*Excerpted passage:*
☆ ☆ ☆ ☆ ☆ ☆ ☆
Rotator Cuff Injury
The rotator cuff connects the bone of your upper arm to the shoulder blade and helps to keep the joint in place. It is comprised of a group of tendons and muscles, damage to any of which can cause a rotator cuff injury. Partaking in sports with repetitive arm movements increases the risk of such injuries.
You will experience pain and tenderness in the shoulder area. The pain may increase when you perform reaching or lifting activities that place strain on the shoulder (these can be as minor as reaching over your back to put on some clothing), and through leaning on the injured area while sleeping. The shoulder's regular range of movement might be greatly diminished, replete with strong physical urges to keep the joint motionless. With severe injuries the pain may be chronic.
Repetitive motion of the arm over a long period can lead to a rotator cuff injury. In sport this often involves overhead movements such as throwing balls, performing strokes in swimming, and hitting over-arm racquet shots. This can cause inflammation of crucial tendons, known as tendonitis. Incorrect posture during activity can also contribute to a rotator cuff injury, as the space assigned for the muscles can shrink. Other causes include a bad fall in which your arm takes the brunt of the force, and excessive lifting of a large weight to which your body is not accustomed. The general accumulation of wear on the muscles after age 40 is another common cause.
Take a break from all activities that cause the shoulder pain until the injury is healed. In addition to sport this may include everyday movements with an overhead dimension, as it is of utmost importance to rest the muscles properly. However, when a couple of days have passed you should begin a careful program of stretching and strengthening the muscles in order to combat stiffness.
Reduce swelling and pain by icing the affected area regularly, and perhaps taking anti-inflammatory medication after checking with a doctor. Heat therapy can be beneficial when a few days have passed and pain is decreasing, applying heat pads or similar remedies to the area.
If you are incapable of using your arm, experiencing debilitating shoulder pain, or if lesser pain continues for over a week, consult a medical professional. Talk with your doctor about healing exercises for your rotator cuff muscles. This physical therapy should help to steadily develop your muscle flexibility and to strengthen and balance the shoulder muscles where necessary. The length required for the therapy will depend on the severity of the condition. For extreme pain, corticosteroid injections may be implemented. If a rotator cuff muscle has become severely torn then a doctor might recommend minor surgery.
Regular stretching and strengthening of the rotator cuff area should help to avoid the injury returning. Try to develop all of your shoulder muscles so that they are balanced in strength; your doctor can assist in suggesting helpful exercises. Always take regular rests during activities necessitating repetitive shoulder movements, switching arm occasionally if feasible.
☆ ☆ ☆ ☆ ☆ ☆ ☆
*Excerpted records:*

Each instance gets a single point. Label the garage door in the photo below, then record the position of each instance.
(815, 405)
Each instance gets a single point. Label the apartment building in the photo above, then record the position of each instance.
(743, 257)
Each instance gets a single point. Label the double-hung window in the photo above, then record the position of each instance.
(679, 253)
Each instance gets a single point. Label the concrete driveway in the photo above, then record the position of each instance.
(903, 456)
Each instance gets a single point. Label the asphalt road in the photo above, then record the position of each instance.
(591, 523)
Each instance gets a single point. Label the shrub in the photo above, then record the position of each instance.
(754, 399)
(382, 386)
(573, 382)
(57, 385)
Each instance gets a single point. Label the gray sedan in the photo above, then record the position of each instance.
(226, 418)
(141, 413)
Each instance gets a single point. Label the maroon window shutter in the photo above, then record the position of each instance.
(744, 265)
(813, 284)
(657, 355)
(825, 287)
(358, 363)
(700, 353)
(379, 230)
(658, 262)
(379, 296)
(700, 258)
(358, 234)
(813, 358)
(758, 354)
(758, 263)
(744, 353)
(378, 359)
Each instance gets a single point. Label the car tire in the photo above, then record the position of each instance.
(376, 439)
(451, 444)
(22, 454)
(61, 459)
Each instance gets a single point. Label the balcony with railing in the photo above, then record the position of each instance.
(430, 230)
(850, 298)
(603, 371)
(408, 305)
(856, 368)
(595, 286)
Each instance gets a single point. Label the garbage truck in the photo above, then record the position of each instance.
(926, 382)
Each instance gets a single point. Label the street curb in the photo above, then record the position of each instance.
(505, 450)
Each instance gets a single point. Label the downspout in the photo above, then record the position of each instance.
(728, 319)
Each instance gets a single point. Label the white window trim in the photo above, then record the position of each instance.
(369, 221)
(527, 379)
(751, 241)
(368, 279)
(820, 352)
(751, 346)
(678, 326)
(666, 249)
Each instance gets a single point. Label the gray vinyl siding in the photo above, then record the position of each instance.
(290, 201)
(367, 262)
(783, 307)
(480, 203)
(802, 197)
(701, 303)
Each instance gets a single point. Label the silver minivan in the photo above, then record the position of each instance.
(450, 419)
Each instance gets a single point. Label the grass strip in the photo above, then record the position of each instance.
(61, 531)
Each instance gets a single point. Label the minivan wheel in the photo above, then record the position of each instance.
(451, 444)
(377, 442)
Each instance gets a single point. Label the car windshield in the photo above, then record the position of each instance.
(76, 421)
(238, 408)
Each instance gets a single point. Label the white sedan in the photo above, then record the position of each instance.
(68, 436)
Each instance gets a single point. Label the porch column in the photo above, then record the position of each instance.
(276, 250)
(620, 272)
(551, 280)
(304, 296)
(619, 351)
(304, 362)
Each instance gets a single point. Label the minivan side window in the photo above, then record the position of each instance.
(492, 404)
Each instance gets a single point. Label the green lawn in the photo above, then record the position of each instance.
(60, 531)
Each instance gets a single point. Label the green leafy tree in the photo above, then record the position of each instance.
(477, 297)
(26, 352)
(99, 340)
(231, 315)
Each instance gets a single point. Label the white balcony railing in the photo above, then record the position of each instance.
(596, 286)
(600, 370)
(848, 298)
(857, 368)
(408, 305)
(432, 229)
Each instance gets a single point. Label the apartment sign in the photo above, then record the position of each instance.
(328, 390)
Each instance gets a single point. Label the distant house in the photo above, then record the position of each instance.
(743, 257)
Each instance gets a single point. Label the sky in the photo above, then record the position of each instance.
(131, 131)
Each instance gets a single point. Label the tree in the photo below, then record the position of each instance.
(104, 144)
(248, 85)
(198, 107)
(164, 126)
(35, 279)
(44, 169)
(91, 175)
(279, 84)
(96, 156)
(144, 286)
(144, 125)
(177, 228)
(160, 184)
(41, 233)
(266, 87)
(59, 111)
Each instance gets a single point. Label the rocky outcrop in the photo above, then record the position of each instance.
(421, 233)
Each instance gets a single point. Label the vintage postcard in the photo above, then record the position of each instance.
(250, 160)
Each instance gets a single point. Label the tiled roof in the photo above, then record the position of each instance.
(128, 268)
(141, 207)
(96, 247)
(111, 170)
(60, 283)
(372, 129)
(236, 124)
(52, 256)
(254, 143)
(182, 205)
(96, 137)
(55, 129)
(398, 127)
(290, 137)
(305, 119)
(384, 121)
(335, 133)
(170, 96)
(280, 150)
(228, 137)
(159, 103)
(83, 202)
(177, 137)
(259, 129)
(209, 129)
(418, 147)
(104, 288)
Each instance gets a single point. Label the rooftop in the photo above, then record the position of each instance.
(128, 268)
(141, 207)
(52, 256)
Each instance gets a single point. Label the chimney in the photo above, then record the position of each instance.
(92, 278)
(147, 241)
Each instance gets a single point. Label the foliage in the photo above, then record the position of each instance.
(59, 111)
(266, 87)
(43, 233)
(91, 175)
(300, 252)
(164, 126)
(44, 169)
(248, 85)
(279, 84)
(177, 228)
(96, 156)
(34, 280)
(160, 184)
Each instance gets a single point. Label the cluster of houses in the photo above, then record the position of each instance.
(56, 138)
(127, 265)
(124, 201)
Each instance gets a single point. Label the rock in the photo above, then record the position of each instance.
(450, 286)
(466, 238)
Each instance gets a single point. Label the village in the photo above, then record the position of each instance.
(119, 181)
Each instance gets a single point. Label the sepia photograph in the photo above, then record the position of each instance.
☆ ☆ ☆ ☆ ☆ ☆ ☆
*Your assignment:*
Please return the rotator cuff injury text word for word, starting with "If you are incapable" and going on through "recommend minor surgery.". These entries have nothing to do with what follows.

*Your solution:*
If you are incapable of using your arm, experiencing debilitating shoulder pain, or if lesser pain continues for over a week, consult a medical professional. Talk with your doctor about healing exercises for your rotator cuff muscles. This physical therapy should help to steadily develop your muscle flexibility and to strengthen and balance the shoulder muscles where necessary. The length required for the therapy will depend on the severity of the condition. For extreme pain, corticosteroid injections may be implemented. If a rotator cuff muscle has become severely torn then a doctor might recommend minor surgery.